Rewrite the listing below, replacing "detection results" with "object locations" everywhere and keeping every other line unchanged. Leave the pictures out of your answer.

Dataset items

[BEGIN]

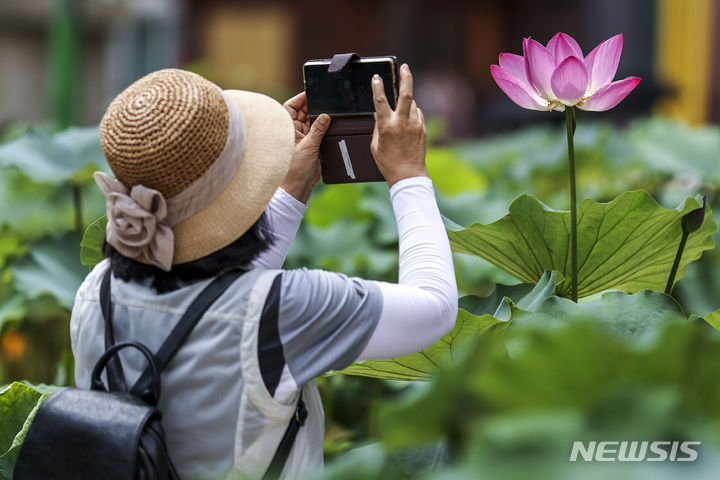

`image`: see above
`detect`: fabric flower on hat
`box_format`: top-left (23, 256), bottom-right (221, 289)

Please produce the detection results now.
top-left (94, 172), bottom-right (175, 272)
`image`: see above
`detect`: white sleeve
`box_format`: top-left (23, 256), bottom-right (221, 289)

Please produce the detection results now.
top-left (252, 187), bottom-right (307, 269)
top-left (358, 177), bottom-right (457, 360)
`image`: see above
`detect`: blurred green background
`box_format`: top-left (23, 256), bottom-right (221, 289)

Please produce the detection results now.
top-left (0, 0), bottom-right (720, 478)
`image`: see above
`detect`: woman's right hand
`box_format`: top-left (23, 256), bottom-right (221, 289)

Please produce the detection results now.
top-left (370, 64), bottom-right (428, 187)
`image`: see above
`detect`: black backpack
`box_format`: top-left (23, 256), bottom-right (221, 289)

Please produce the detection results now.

[END]

WRITTEN ANSWER:
`image`: see above
`detect`: fabric flower on hat
`box_format`: top-left (23, 256), bottom-right (221, 289)

Please produce the object locations now.
top-left (94, 172), bottom-right (175, 272)
`image`: see above
`detect`: white sleeve
`box_format`: top-left (23, 256), bottom-right (221, 289)

Please produce the object locations now.
top-left (252, 187), bottom-right (307, 269)
top-left (358, 177), bottom-right (457, 360)
`image`: see above
`detect`: blurred green background
`box_format`: top-left (23, 256), bottom-right (221, 289)

Please produce the object locations now.
top-left (0, 0), bottom-right (720, 478)
`image`: see above
`detect`: woman's right hand
`box_format`: top-left (23, 256), bottom-right (221, 289)

Please produce the object locations now.
top-left (370, 64), bottom-right (428, 187)
`image`: see above
`detect`: black backpack
`box_format`: top-left (23, 256), bottom-right (221, 289)

Please produce the object locations now.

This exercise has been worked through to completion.